(Позиции, перечисленные в наборе данных)

★ ★ ★ ★ ★ ★ ★

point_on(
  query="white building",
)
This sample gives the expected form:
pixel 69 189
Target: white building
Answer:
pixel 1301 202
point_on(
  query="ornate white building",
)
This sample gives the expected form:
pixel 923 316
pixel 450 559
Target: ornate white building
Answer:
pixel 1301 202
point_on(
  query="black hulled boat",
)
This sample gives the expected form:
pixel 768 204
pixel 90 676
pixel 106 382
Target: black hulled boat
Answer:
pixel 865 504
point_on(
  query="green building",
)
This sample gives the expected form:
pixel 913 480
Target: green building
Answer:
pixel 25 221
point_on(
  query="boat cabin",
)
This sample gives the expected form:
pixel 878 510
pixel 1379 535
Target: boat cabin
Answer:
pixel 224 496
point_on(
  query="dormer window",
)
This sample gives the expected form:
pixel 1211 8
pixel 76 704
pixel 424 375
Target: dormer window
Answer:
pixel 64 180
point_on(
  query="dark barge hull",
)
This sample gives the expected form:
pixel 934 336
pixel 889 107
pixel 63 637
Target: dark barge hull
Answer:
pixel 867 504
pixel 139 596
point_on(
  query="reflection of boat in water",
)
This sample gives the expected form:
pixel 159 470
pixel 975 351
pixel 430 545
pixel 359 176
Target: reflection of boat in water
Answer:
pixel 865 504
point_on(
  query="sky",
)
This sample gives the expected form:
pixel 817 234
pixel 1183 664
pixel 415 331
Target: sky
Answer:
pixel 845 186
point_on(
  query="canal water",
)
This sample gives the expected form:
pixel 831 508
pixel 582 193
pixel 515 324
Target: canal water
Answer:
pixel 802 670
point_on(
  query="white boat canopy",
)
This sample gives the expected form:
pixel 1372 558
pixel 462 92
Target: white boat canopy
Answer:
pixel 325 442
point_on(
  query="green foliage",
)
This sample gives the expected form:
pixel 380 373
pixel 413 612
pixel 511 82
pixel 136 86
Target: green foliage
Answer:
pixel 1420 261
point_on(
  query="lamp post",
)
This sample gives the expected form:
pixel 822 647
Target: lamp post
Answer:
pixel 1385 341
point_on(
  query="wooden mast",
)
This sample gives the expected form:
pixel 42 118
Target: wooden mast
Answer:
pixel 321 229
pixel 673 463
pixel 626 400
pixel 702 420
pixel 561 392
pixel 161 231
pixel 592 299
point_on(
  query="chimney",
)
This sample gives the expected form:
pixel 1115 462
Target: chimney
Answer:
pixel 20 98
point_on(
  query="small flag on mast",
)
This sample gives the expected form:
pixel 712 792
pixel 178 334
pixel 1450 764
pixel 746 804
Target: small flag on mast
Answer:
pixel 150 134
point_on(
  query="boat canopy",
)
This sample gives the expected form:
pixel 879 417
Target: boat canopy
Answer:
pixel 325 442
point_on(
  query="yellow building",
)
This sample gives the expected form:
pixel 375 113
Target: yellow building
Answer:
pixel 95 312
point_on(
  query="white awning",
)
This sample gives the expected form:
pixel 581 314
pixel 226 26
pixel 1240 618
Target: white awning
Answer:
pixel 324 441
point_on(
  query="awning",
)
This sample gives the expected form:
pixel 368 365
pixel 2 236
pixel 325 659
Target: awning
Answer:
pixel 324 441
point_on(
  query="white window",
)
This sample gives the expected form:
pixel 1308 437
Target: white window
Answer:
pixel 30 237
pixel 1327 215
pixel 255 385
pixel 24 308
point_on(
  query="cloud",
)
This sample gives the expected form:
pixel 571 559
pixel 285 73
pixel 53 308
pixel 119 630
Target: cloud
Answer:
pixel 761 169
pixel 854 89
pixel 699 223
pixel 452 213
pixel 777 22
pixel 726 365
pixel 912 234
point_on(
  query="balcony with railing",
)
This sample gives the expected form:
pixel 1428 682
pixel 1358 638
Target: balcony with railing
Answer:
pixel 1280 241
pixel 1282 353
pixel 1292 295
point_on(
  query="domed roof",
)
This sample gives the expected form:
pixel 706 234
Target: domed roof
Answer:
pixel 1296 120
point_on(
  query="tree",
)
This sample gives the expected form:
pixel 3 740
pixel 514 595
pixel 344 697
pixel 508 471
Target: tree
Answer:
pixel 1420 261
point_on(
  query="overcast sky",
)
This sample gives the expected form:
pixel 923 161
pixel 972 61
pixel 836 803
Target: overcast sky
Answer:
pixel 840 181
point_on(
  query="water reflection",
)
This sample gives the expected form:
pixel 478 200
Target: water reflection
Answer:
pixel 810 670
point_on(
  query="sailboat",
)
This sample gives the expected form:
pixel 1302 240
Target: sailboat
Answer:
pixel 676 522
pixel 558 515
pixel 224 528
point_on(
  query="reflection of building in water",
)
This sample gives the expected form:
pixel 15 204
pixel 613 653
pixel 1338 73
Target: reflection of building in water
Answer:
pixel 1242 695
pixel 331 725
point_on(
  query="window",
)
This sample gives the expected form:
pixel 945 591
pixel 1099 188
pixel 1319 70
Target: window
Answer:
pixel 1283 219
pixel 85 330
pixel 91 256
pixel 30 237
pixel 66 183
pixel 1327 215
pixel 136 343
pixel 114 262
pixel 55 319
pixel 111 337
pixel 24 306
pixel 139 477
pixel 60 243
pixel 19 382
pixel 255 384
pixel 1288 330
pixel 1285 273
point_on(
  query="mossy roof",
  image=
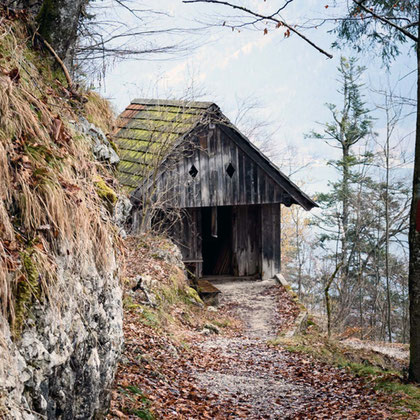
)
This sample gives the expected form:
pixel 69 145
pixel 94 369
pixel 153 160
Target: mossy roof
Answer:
pixel 148 130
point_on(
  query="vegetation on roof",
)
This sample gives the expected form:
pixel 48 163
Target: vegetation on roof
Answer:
pixel 148 131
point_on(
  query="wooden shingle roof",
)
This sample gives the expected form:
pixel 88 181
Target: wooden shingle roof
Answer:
pixel 147 132
pixel 150 130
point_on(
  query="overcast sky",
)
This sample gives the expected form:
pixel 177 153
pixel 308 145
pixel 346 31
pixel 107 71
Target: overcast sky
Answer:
pixel 288 78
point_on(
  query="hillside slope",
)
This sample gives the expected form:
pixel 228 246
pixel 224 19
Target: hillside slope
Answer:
pixel 60 298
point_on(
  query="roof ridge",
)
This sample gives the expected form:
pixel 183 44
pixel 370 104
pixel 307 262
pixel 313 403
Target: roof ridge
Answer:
pixel 174 102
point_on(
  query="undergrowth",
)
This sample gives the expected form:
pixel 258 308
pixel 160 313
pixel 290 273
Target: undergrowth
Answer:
pixel 49 203
pixel 373 367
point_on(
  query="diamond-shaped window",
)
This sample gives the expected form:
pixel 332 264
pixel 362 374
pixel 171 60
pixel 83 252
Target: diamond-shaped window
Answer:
pixel 193 171
pixel 230 170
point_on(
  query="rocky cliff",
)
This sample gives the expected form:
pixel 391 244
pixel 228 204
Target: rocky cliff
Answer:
pixel 60 297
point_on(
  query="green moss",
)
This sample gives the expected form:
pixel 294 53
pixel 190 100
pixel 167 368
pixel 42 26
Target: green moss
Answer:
pixel 222 323
pixel 193 295
pixel 149 318
pixel 106 193
pixel 28 288
pixel 409 395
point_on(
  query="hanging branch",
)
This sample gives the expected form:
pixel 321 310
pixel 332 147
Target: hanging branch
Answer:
pixel 388 22
pixel 271 18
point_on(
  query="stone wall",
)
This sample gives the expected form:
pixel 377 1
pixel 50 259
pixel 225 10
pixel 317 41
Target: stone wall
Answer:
pixel 62 364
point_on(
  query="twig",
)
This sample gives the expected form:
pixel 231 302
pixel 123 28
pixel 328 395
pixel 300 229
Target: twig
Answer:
pixel 262 17
pixel 388 22
pixel 59 61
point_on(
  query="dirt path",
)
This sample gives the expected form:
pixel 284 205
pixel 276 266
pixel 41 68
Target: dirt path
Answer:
pixel 271 383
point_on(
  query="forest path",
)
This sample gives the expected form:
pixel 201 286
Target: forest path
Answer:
pixel 269 382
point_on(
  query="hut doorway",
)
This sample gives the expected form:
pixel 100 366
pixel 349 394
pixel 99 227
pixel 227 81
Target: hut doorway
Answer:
pixel 217 240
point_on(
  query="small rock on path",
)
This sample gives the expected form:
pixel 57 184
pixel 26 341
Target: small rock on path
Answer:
pixel 270 382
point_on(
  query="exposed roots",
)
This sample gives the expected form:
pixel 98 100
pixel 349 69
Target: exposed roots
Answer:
pixel 48 200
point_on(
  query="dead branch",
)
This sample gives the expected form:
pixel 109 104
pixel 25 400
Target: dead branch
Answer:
pixel 271 17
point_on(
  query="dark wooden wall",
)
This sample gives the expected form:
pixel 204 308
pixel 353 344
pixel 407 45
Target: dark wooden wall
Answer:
pixel 256 239
pixel 271 240
pixel 246 225
pixel 211 155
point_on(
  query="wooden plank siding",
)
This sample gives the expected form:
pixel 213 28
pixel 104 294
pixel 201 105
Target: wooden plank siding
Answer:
pixel 212 186
pixel 271 240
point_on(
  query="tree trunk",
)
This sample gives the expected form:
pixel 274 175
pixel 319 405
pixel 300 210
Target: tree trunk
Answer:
pixel 58 23
pixel 414 240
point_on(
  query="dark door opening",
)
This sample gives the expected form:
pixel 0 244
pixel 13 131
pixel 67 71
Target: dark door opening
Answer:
pixel 217 251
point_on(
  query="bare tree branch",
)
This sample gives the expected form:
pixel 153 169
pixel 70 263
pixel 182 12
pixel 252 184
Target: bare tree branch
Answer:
pixel 280 22
pixel 387 21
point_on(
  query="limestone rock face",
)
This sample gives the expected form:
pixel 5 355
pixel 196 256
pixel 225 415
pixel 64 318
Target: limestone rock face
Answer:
pixel 63 364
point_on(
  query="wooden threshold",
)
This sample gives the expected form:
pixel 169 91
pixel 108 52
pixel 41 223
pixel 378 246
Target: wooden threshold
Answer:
pixel 228 279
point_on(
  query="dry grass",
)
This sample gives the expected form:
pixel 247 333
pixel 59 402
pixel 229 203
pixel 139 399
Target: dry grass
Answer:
pixel 48 201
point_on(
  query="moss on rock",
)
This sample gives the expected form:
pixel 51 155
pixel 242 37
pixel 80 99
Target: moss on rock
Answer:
pixel 106 193
pixel 27 288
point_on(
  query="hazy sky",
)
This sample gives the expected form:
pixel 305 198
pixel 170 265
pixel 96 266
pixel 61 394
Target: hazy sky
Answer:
pixel 286 76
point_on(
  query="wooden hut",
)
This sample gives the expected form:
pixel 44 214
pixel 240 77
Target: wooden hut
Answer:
pixel 188 157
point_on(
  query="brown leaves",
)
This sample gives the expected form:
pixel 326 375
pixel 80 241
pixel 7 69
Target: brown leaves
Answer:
pixel 58 132
pixel 13 74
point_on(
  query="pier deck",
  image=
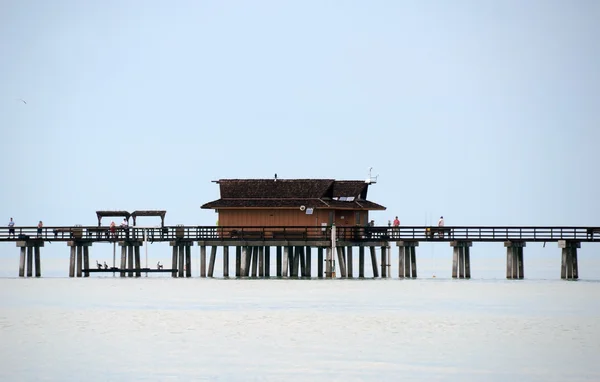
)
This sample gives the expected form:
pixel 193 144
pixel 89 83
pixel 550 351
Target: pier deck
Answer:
pixel 304 234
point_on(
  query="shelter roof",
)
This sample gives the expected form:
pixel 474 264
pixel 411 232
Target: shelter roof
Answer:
pixel 291 193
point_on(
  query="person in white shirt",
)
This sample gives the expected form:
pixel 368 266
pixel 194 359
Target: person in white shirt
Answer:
pixel 11 228
pixel 125 227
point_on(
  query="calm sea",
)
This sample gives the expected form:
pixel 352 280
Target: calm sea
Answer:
pixel 433 329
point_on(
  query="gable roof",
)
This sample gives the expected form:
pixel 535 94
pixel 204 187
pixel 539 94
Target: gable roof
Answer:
pixel 291 193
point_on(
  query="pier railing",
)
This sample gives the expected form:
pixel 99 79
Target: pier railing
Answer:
pixel 320 233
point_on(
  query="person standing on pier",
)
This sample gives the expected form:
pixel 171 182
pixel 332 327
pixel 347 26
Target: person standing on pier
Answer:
pixel 113 230
pixel 125 227
pixel 40 226
pixel 11 228
pixel 441 227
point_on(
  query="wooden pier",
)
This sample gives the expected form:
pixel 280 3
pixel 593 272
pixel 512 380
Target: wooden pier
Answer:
pixel 294 248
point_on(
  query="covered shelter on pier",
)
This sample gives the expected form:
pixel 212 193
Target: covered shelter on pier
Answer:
pixel 292 202
pixel 116 213
pixel 159 213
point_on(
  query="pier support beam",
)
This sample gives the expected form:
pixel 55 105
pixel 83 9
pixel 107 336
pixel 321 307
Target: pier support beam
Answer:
pixel 76 263
pixel 374 262
pixel 267 256
pixel 569 268
pixel 349 260
pixel 342 261
pixel 173 263
pixel 320 262
pixel 307 263
pixel 211 263
pixel 329 263
pixel 384 264
pixel 278 261
pixel 182 258
pixel 130 257
pixel 514 259
pixel 461 259
pixel 226 261
pixel 284 261
pixel 361 262
pixel 407 259
pixel 238 261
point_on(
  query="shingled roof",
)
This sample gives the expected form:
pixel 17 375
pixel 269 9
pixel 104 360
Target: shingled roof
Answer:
pixel 291 193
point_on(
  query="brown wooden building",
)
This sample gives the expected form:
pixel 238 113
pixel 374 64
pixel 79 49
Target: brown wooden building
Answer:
pixel 292 202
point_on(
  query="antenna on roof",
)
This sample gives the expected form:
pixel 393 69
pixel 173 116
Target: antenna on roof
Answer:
pixel 371 179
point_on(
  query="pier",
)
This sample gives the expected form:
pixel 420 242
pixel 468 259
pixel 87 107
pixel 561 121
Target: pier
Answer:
pixel 294 248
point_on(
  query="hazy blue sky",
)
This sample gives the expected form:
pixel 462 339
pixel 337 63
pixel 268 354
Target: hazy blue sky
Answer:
pixel 487 112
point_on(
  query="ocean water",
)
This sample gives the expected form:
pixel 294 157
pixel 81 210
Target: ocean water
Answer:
pixel 433 329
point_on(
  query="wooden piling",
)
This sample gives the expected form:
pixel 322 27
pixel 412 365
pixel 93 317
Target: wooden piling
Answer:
pixel 292 262
pixel 137 261
pixel 278 261
pixel 173 262
pixel 225 261
pixel 349 263
pixel 569 264
pixel 267 261
pixel 361 262
pixel 467 257
pixel 181 260
pixel 79 260
pixel 301 264
pixel 514 259
pixel 320 262
pixel 374 261
pixel 341 261
pixel 461 261
pixel 243 257
pixel 203 261
pixel 284 261
pixel 86 260
pixel 211 263
pixel 238 261
pixel 407 257
pixel 248 266
pixel 383 262
pixel 188 259
pixel 254 263
pixel 24 254
pixel 124 260
pixel 38 269
pixel 413 261
pixel 455 254
pixel 261 261
pixel 29 261
pixel 401 255
pixel 519 267
pixel 328 262
pixel 130 265
pixel 307 262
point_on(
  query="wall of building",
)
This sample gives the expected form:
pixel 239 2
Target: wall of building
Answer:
pixel 287 218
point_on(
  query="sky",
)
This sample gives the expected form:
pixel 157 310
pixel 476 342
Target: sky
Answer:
pixel 486 112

★ ★ ★ ★ ★ ★ ★

Какие строки перечня выше содержат слово «piling»? Найдите и выпишите каждую такую строку целиком, учитывая регистр букв.

> **Полный ответ**:
  query="wooden piling",
Target: wooden piling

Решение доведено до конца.